_WHAT TO PRODUCE_
Find each line below that contains the word "green" and copy those lines in full.

_TASK INPUTS_
^^^^^^^^^^^^^^^^

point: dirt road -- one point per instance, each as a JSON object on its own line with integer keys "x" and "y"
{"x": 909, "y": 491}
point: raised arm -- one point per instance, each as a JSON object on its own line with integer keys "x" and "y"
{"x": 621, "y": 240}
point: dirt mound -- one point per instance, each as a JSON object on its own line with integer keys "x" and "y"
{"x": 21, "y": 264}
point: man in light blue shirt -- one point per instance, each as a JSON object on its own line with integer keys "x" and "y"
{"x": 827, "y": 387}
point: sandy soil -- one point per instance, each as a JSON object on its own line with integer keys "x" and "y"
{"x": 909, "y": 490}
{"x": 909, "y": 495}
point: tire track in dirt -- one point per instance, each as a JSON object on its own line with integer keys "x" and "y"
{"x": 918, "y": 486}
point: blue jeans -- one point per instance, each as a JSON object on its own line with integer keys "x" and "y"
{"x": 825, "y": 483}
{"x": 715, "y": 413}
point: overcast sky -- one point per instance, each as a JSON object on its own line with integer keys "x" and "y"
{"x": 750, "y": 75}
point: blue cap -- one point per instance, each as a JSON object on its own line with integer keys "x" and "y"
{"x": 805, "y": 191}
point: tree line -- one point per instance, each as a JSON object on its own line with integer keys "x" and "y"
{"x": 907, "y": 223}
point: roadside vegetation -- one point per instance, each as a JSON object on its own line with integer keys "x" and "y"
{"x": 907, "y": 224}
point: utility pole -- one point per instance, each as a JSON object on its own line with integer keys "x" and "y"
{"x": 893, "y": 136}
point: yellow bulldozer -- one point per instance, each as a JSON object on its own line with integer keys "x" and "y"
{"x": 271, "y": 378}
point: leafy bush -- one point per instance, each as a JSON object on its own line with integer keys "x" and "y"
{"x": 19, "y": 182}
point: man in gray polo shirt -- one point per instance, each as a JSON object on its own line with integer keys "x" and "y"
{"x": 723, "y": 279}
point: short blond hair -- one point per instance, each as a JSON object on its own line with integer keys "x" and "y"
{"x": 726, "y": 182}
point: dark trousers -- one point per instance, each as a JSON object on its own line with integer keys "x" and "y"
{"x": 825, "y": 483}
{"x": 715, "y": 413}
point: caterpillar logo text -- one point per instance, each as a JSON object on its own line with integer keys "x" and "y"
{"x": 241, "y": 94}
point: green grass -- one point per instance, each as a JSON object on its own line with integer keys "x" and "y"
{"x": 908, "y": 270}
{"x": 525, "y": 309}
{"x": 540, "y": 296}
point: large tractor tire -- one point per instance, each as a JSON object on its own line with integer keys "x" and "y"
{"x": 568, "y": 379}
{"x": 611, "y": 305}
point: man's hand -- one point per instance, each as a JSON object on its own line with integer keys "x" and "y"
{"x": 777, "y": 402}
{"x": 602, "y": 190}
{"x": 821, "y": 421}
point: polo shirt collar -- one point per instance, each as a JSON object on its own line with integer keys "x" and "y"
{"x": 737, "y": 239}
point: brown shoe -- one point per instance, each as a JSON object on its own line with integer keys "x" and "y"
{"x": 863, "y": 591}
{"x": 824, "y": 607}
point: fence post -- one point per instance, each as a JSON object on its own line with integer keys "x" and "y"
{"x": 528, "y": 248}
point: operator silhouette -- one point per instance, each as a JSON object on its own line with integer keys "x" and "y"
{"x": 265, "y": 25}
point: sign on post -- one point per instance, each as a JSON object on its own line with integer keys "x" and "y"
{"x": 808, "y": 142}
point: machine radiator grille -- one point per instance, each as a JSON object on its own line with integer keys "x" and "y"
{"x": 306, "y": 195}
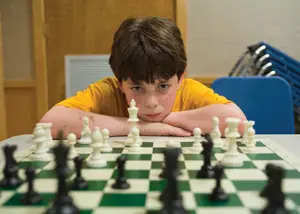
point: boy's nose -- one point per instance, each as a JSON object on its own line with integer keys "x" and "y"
{"x": 151, "y": 102}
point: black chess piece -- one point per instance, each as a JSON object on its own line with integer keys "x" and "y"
{"x": 218, "y": 193}
{"x": 206, "y": 170}
{"x": 172, "y": 200}
{"x": 121, "y": 182}
{"x": 79, "y": 182}
{"x": 11, "y": 169}
{"x": 63, "y": 203}
{"x": 31, "y": 197}
{"x": 273, "y": 191}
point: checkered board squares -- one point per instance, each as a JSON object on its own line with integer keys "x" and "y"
{"x": 243, "y": 184}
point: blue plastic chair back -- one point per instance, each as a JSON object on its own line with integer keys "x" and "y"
{"x": 266, "y": 100}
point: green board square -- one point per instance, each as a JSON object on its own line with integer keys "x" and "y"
{"x": 123, "y": 200}
{"x": 294, "y": 197}
{"x": 193, "y": 174}
{"x": 186, "y": 144}
{"x": 161, "y": 184}
{"x": 16, "y": 200}
{"x": 196, "y": 157}
{"x": 270, "y": 156}
{"x": 202, "y": 200}
{"x": 138, "y": 156}
{"x": 143, "y": 174}
{"x": 159, "y": 164}
{"x": 246, "y": 165}
{"x": 109, "y": 165}
{"x": 147, "y": 144}
{"x": 249, "y": 185}
{"x": 33, "y": 164}
{"x": 292, "y": 173}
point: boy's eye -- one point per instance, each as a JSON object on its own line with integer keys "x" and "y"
{"x": 163, "y": 86}
{"x": 137, "y": 88}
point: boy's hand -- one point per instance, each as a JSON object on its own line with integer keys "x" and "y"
{"x": 158, "y": 129}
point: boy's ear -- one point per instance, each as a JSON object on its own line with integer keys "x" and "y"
{"x": 120, "y": 84}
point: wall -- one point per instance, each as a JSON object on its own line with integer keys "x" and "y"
{"x": 219, "y": 31}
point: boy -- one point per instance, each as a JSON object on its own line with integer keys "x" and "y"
{"x": 148, "y": 60}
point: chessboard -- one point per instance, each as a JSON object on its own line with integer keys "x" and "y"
{"x": 242, "y": 184}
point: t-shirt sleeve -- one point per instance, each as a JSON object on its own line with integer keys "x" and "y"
{"x": 198, "y": 95}
{"x": 86, "y": 100}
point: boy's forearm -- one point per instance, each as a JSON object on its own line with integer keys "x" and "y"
{"x": 202, "y": 117}
{"x": 70, "y": 118}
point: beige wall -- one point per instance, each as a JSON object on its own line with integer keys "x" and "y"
{"x": 17, "y": 39}
{"x": 219, "y": 31}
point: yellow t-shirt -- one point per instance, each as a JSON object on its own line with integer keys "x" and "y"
{"x": 105, "y": 97}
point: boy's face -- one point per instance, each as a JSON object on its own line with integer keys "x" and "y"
{"x": 154, "y": 101}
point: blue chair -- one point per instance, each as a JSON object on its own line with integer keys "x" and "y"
{"x": 266, "y": 100}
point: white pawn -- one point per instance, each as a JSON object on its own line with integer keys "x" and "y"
{"x": 135, "y": 146}
{"x": 106, "y": 147}
{"x": 71, "y": 142}
{"x": 40, "y": 154}
{"x": 232, "y": 157}
{"x": 245, "y": 135}
{"x": 197, "y": 146}
{"x": 215, "y": 133}
{"x": 95, "y": 159}
{"x": 86, "y": 132}
{"x": 251, "y": 144}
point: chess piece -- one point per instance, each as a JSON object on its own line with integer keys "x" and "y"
{"x": 206, "y": 170}
{"x": 273, "y": 191}
{"x": 218, "y": 193}
{"x": 171, "y": 197}
{"x": 71, "y": 142}
{"x": 31, "y": 197}
{"x": 79, "y": 183}
{"x": 232, "y": 157}
{"x": 95, "y": 159}
{"x": 11, "y": 177}
{"x": 41, "y": 140}
{"x": 135, "y": 145}
{"x": 86, "y": 132}
{"x": 197, "y": 146}
{"x": 121, "y": 182}
{"x": 63, "y": 203}
{"x": 133, "y": 119}
{"x": 106, "y": 147}
{"x": 215, "y": 133}
{"x": 251, "y": 141}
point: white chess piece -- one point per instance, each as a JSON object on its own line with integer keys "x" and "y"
{"x": 197, "y": 146}
{"x": 133, "y": 119}
{"x": 251, "y": 144}
{"x": 105, "y": 146}
{"x": 232, "y": 157}
{"x": 245, "y": 135}
{"x": 226, "y": 141}
{"x": 71, "y": 139}
{"x": 215, "y": 133}
{"x": 95, "y": 159}
{"x": 40, "y": 154}
{"x": 86, "y": 132}
{"x": 135, "y": 145}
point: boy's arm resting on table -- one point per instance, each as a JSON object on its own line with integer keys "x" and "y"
{"x": 202, "y": 117}
{"x": 71, "y": 118}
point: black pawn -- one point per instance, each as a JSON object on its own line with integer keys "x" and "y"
{"x": 79, "y": 182}
{"x": 206, "y": 170}
{"x": 218, "y": 193}
{"x": 11, "y": 170}
{"x": 121, "y": 182}
{"x": 31, "y": 197}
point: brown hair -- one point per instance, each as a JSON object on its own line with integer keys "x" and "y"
{"x": 145, "y": 49}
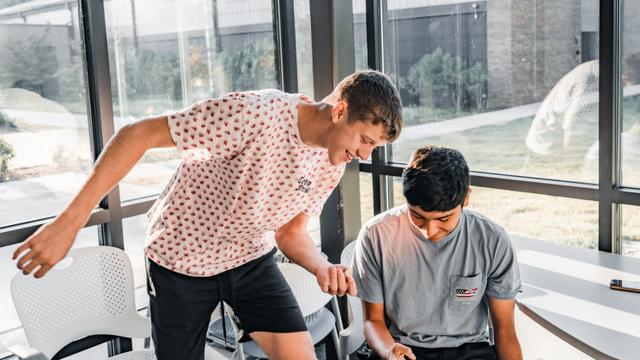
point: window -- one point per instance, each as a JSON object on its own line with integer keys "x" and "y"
{"x": 44, "y": 139}
{"x": 513, "y": 85}
{"x": 631, "y": 230}
{"x": 630, "y": 137}
{"x": 303, "y": 47}
{"x": 558, "y": 220}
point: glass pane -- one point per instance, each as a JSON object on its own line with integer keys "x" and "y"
{"x": 512, "y": 84}
{"x": 360, "y": 34}
{"x": 11, "y": 332}
{"x": 631, "y": 230}
{"x": 165, "y": 55}
{"x": 366, "y": 197}
{"x": 631, "y": 94}
{"x": 303, "y": 47}
{"x": 134, "y": 229}
{"x": 554, "y": 219}
{"x": 44, "y": 138}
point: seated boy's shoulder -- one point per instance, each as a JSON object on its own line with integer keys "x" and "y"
{"x": 389, "y": 219}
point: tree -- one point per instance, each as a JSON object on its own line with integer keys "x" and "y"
{"x": 250, "y": 67}
{"x": 6, "y": 154}
{"x": 436, "y": 80}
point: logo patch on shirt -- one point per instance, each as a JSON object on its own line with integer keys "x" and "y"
{"x": 466, "y": 293}
{"x": 304, "y": 185}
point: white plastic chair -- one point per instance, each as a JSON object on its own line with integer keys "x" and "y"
{"x": 352, "y": 337}
{"x": 94, "y": 295}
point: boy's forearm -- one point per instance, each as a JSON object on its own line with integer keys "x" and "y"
{"x": 299, "y": 248}
{"x": 378, "y": 337}
{"x": 120, "y": 155}
{"x": 508, "y": 346}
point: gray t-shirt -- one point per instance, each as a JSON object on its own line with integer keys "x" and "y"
{"x": 435, "y": 294}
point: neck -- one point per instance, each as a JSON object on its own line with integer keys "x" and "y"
{"x": 314, "y": 123}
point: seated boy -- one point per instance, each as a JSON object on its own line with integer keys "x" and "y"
{"x": 429, "y": 273}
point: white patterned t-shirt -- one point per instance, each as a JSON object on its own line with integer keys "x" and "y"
{"x": 245, "y": 172}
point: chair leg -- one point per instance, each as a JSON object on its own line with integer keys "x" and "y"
{"x": 238, "y": 354}
{"x": 336, "y": 343}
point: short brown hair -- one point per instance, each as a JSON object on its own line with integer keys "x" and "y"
{"x": 371, "y": 96}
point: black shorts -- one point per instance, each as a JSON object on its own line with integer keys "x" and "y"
{"x": 181, "y": 305}
{"x": 468, "y": 351}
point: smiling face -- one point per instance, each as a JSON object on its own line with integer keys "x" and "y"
{"x": 350, "y": 139}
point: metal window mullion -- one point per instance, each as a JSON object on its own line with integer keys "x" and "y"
{"x": 374, "y": 60}
{"x": 550, "y": 187}
{"x": 333, "y": 59}
{"x": 609, "y": 117}
{"x": 101, "y": 126}
{"x": 285, "y": 37}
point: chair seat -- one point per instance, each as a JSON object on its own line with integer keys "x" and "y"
{"x": 209, "y": 354}
{"x": 319, "y": 324}
{"x": 135, "y": 355}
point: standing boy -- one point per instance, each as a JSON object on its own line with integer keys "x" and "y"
{"x": 255, "y": 162}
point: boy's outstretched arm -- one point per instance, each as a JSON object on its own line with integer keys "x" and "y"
{"x": 502, "y": 316}
{"x": 51, "y": 242}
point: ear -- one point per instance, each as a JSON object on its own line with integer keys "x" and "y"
{"x": 466, "y": 198}
{"x": 339, "y": 112}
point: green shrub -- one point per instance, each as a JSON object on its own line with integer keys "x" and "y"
{"x": 6, "y": 154}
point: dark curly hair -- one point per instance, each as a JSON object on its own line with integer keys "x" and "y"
{"x": 436, "y": 179}
{"x": 371, "y": 96}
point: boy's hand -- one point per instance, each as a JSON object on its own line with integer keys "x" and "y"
{"x": 400, "y": 352}
{"x": 336, "y": 280}
{"x": 45, "y": 248}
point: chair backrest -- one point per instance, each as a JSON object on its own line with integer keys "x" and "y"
{"x": 94, "y": 295}
{"x": 352, "y": 337}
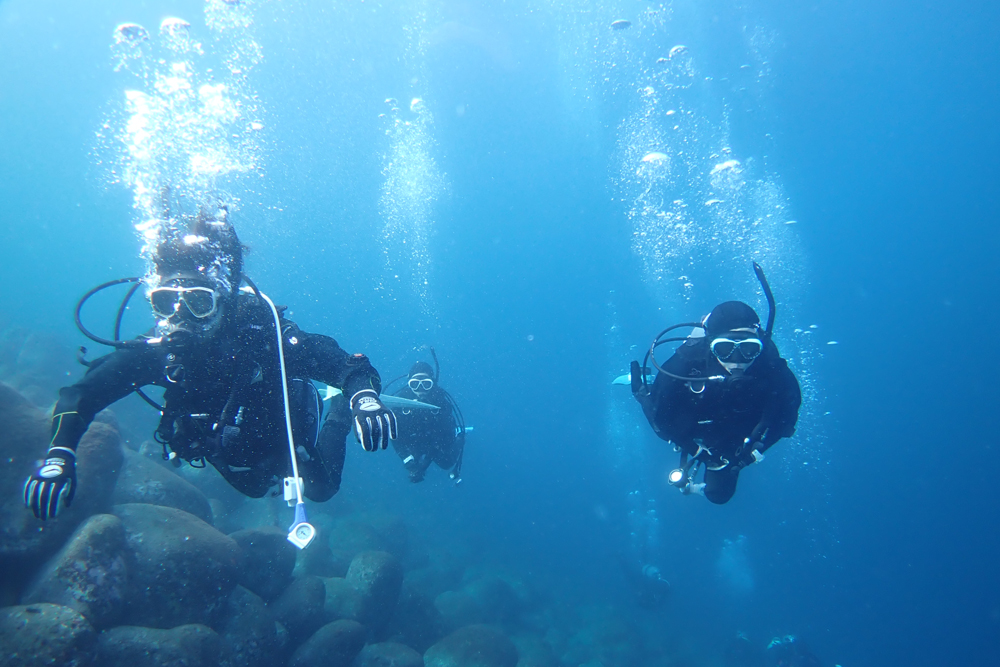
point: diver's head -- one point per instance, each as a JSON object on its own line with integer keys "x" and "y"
{"x": 734, "y": 336}
{"x": 193, "y": 283}
{"x": 421, "y": 378}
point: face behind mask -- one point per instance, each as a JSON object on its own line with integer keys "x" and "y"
{"x": 187, "y": 306}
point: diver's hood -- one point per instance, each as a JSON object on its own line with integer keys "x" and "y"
{"x": 730, "y": 316}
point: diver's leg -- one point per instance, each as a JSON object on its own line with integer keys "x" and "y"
{"x": 322, "y": 473}
{"x": 253, "y": 482}
{"x": 720, "y": 485}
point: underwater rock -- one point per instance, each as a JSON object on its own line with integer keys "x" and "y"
{"x": 184, "y": 568}
{"x": 342, "y": 600}
{"x": 300, "y": 608}
{"x": 26, "y": 543}
{"x": 36, "y": 364}
{"x": 249, "y": 631}
{"x": 416, "y": 621}
{"x": 99, "y": 459}
{"x": 143, "y": 481}
{"x": 488, "y": 599}
{"x": 90, "y": 574}
{"x": 532, "y": 651}
{"x": 378, "y": 577}
{"x": 388, "y": 654}
{"x": 183, "y": 646}
{"x": 352, "y": 535}
{"x": 334, "y": 645}
{"x": 45, "y": 634}
{"x": 320, "y": 560}
{"x": 268, "y": 560}
{"x": 473, "y": 646}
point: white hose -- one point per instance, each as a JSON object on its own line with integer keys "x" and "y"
{"x": 284, "y": 392}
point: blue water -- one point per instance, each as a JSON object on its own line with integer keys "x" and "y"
{"x": 871, "y": 534}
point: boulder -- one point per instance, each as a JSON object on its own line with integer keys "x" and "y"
{"x": 388, "y": 654}
{"x": 268, "y": 560}
{"x": 249, "y": 631}
{"x": 184, "y": 569}
{"x": 90, "y": 574}
{"x": 416, "y": 621}
{"x": 26, "y": 543}
{"x": 342, "y": 599}
{"x": 45, "y": 634}
{"x": 319, "y": 559}
{"x": 378, "y": 577}
{"x": 143, "y": 481}
{"x": 488, "y": 599}
{"x": 473, "y": 646}
{"x": 333, "y": 645}
{"x": 183, "y": 646}
{"x": 369, "y": 532}
{"x": 300, "y": 608}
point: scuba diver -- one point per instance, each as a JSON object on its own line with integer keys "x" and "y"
{"x": 429, "y": 435}
{"x": 723, "y": 398}
{"x": 236, "y": 379}
{"x": 651, "y": 590}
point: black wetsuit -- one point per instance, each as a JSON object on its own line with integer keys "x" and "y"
{"x": 233, "y": 380}
{"x": 429, "y": 436}
{"x": 762, "y": 405}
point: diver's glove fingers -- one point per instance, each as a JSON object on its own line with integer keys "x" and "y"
{"x": 388, "y": 427}
{"x": 637, "y": 379}
{"x": 52, "y": 486}
{"x": 374, "y": 424}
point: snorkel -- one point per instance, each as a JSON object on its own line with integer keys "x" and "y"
{"x": 639, "y": 374}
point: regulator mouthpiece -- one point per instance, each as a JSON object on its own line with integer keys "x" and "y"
{"x": 293, "y": 494}
{"x": 302, "y": 533}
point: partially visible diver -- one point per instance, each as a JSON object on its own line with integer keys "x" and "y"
{"x": 429, "y": 436}
{"x": 214, "y": 350}
{"x": 723, "y": 398}
{"x": 785, "y": 651}
{"x": 646, "y": 582}
{"x": 789, "y": 651}
{"x": 648, "y": 586}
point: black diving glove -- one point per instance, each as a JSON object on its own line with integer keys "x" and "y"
{"x": 52, "y": 485}
{"x": 374, "y": 423}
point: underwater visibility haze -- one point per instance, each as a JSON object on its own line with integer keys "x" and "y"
{"x": 525, "y": 192}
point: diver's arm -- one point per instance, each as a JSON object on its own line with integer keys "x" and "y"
{"x": 782, "y": 410}
{"x": 109, "y": 379}
{"x": 319, "y": 357}
{"x": 52, "y": 485}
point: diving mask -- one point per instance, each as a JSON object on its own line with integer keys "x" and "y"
{"x": 737, "y": 351}
{"x": 421, "y": 384}
{"x": 201, "y": 302}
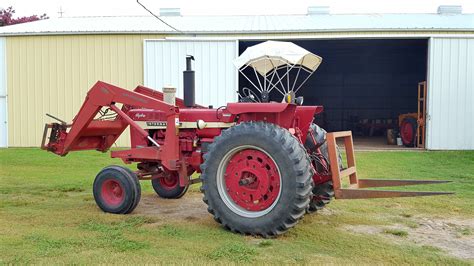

^^^^^^^^^^^^^^^^

_TASK RESPONSE_
point: green grass -- one point per instance, each as a JSON object on its own line with integer keys "x" and "y"
point: green board square -- one point per instance, each as a JSON object on its own line with integer keys "x" and "y"
point: green shrub -- one point per instance, each as a JSON object on its own line with integer keys "x" and "y"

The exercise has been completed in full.